▶ **演習の目的**: 下に示す予防法務と法教育についての文章から、「これは、トラブルになった場合」から「動を進めようと思っています。」までの部分を一字も変えずに書き写す。

はじめに

私の職業は行政書士というもので、法律家の一種です。

お客様は会社の方が大半になりますが、週に1回ぐらいのペースで、個人のお客様から相談事のお電話や面談のご希望をいただきます。

最近の終活ブームを背景に、相続のご相談が多いのですが、次に多いのは、契約のトラブルに関するものです。

「お金を貸したのに返ってこない。」

「よく見ないで契約書のハンコを押してしまった。」

こういう場合、雑誌の特集とかネットのコラムでは、裁判にうったえる方法とか取り立てる方法が書いてあります。

これは、トラブルになった場合の事後の話で、こうなってしまった場合には、弁護士の先生にお願いするしかありません。

しかし、ご相談をお受けしたり、お話をお聴きしていて思うのは、事前に気をつけておけばよかったのにと思うことが大半です。

これを、業界用語で「予防法務」と呼んでおりますが、私は、ココに重点を置いた啓発活動を進めようと思っています。

もう一つご紹介するのが「法教育」という言葉。

これは、文字どおり、法律の知識とか考え方の教育のことで、すでに小中学校で行われているところもありますが、私の経験から得た独自の視点で法教育の取り組みを始めました。

本稿は、タイトルにもありますように、社会に出る前のお子様に習得してほしい内容をまとめたものです。親御さんに一読いただいてお役に立てれば幸いに存じます。

なお、「知っておくべき法律の知識」と題しておりますが、法学概論とか具体的な法律の解説書ではありません。その点、お含みおきください。

▶ **保存済みの記録**:
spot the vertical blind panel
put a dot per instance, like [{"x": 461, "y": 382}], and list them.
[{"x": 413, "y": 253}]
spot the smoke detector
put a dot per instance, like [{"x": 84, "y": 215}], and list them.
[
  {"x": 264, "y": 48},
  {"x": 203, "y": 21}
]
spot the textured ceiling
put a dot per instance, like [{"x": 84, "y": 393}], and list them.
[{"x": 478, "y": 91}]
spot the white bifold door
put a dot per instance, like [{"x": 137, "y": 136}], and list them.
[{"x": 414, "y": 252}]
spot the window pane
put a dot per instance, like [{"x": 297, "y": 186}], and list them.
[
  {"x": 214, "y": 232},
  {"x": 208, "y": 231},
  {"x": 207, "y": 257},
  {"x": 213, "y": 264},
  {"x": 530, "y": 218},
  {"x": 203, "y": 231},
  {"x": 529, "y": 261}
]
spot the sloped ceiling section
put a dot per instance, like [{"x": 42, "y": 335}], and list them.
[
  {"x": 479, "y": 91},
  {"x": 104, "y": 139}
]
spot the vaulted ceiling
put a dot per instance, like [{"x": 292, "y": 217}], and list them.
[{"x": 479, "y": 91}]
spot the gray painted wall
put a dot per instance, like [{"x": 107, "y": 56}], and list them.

▶ **出力全文**:
これは、トラブルになった場合の事後の話で、こうなってしまった場合には、弁護士の先生にお願いするしかありません。

しかし、ご相談をお受けしたり、お話をお聴きしていて思うのは、事前に気をつけておけばよかったのにと思うことが大半です。

これを、業界用語で「予防法務」と呼んでおりますが、私は、ココに重点を置いた啓発活動を進めようと思っています。